● **PASSAGE TO READ**
##########

As an example of an operation of the domain similarity determination part 34, for example, as in example 2-1 of FIG. 4, when the URL received from the element determination part 33 is “https://www.nec.com/xxxx”, the domain of the suspicious site is “example.co.jp”, and the threshold is 0.8, the specified domain of the suspicious site that is the source of comparison will be “example”, the specified domain of the link destination of the suspicious site that is the target of comparison will be “nec”, and the similarity between the source of comparison and the target of comparison will be calculated to be, for example, 0.01 (depending on the calculation method), and since the similarity of 0.01 is not greater than or equal to the threshold 0.8 and less than 1, the suspicious site is determined not to be the phishing site.
Further, for example, as in example 2-2 in FIG. 4, when the URLs received by the domain similarity determination part 34 from the element determination part 33 are “https://www.nec.com/xxxx” and “https://www.example.com/yyyy”, the domain of the suspicious site is “example.co.jp”, and the threshold is 0.8, the specified domain of the suspicious site that is the source of comparison is “example”, and the specified domains of the link destinations of the suspicious site that is the target of comparison are “nec” and “example”, and the similarity between the source of comparison and the target of comparison are calculated, for example, to be 0.01 and 1.0 (depending on the calculation method), since both of similarities 0.01 and 1.0 are not greater than the threshold 0.8 and are not less than 1, so it is determined that the suspicious site is not the phishing site.

##########

Object position labeling records
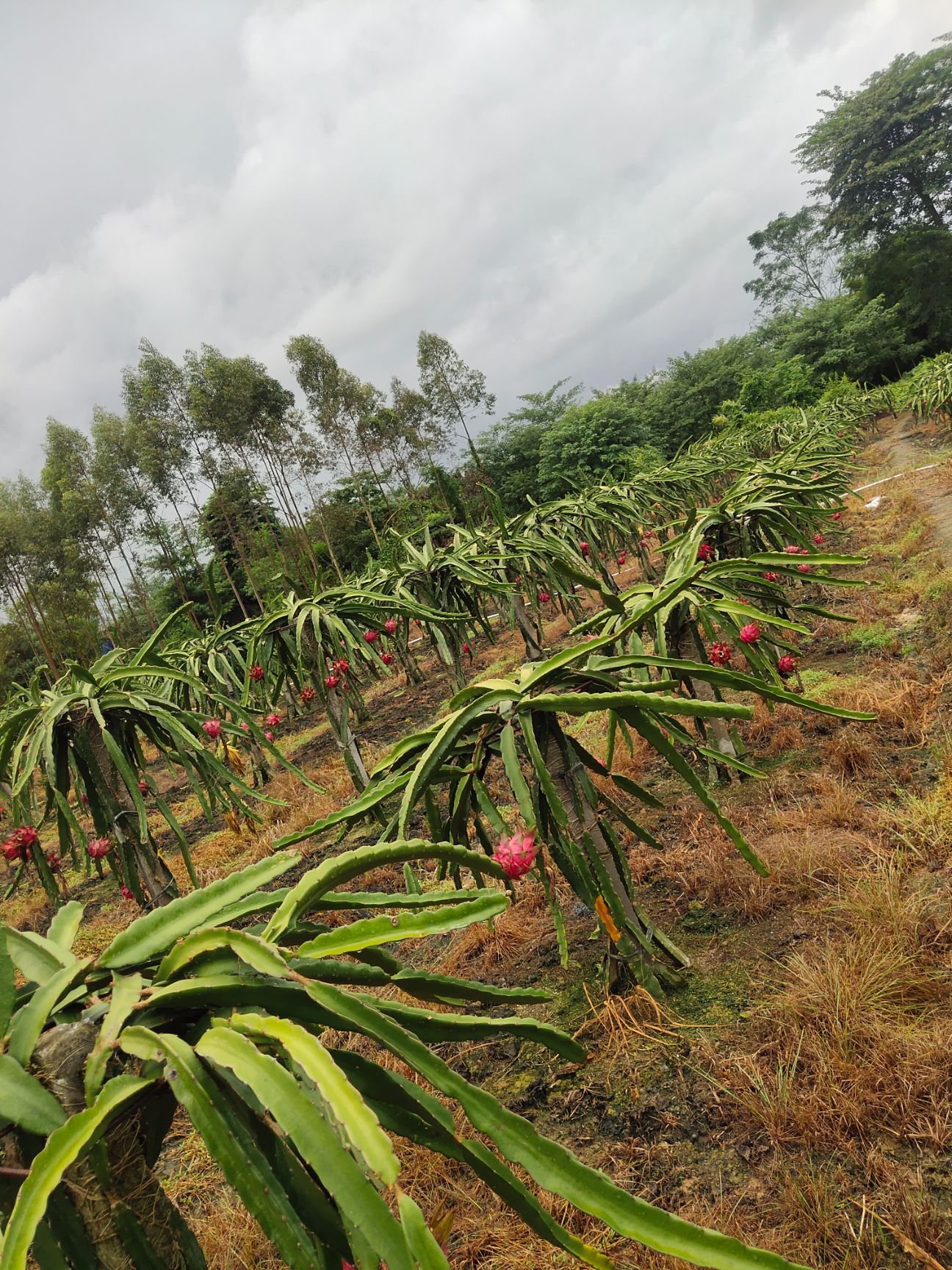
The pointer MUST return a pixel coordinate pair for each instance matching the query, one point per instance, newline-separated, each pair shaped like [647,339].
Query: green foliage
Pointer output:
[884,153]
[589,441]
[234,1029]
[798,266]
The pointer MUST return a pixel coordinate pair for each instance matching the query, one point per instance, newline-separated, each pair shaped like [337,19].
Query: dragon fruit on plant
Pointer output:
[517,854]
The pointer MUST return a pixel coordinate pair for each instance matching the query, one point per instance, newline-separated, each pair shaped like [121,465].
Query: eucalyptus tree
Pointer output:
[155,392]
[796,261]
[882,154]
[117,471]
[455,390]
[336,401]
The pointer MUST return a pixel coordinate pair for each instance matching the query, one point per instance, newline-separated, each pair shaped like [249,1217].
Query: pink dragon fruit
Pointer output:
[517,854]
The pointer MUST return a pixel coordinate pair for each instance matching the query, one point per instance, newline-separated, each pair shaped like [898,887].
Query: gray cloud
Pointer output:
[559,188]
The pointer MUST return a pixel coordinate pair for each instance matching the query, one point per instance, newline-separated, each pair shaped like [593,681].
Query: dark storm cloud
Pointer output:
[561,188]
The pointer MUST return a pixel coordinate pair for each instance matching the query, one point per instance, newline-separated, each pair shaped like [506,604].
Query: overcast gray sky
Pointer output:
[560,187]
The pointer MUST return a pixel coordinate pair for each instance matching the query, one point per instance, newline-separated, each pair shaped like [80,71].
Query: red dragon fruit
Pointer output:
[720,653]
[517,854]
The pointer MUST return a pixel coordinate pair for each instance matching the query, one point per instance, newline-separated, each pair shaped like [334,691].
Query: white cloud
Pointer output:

##########

● **WHAT TO DO**
[A] Answer these questions about the passage on domain similarity determination:
(i) In example 2-1, what is the specified domain of the link destination that is the target of comparison?
(ii) In example 2-2, which URLs does the domain similarity determination part 34 receive from the element determination part 33?
(iii) What threshold value is used in both examples?
[B] Change part of the passage on domain similarity determination, beginning at the words "As an example" and stopping after "be the phishing site.", and put "questionable site" wherever "suspicious site" appears.
[C] Carry the passage on domain similarity determination further from its final sentence.

● **EXPECTED ANSWERS**
[A]
(i) "nec"
(ii) "https://www.nec.com/xxxx" and "https://www.example.com/yyyy"
(iii) 0.8

[B]
As an example of an operation of the domain similarity determination part 34, for example, as in example 2-1 of FIG. 4, when the URL received from the element determination part 33 is “https://www.nec.com/xxxx”, the domain of the questionable site is “example.co.jp”, and the threshold is 0.8, the specified domain of the questionable site that is the source of comparison will be “example”, the specified domain of the link destination of the questionable site that is the target of comparison will be “nec”, and the similarity between the source of comparison and the target of comparison will be calculated to be, for example, 0.01 (depending on the calculation method), and since the similarity of 0.01 is not greater than or equal to the threshold 0.8 and less than 1, the questionable site is determined not to be the phishing site.

[C]
Furthermore, for example, as in example 2-3 in FIG. 4, when the URLs received by the domain similarity determination part 34 from the element determination part 33 are “https://www.nec.com/xxxx” and “https://www.example.co.jp/yyyy,” the domain of the suspicious site is “example.co.jp,” and the threshold is 0.8, the specified domain of the suspicious site that is the source of comparison is “example”, the specified domains of the link destinations of the suspicious site that is the target of comparison are “nec” and “example,” and the similarity between the source of comparison and the target of comparison is calculated to be, for example, 0.015 and 0.95 (depending on the calculation method), although the similarity 0.015 is not greater than or equal to the threshold 0.8 and not less than 1, the similarity 0.95 is greater than or equal to the threshold 0.8 and less than 1, and therefore the suspicious site is determined to be highly likely to be the phishing site.
A description will be made with reference to the drawings regarding the operation of the information processing apparatus according to the first example embodiment. FIG. 5 is a flowchart schematically showing an example of an operation of the phishing site detection part of the information processing apparatus according to the first example embodiment. Note that FIG. 1 should be referred to regarding the configuration of the information processing apparatus.
First, the information acquisition part 31 of the phishing site detection part 30 of the information processing apparatus 10 acquires suspicious site information 1 being browsed by the browsing processing part 20 (step A1).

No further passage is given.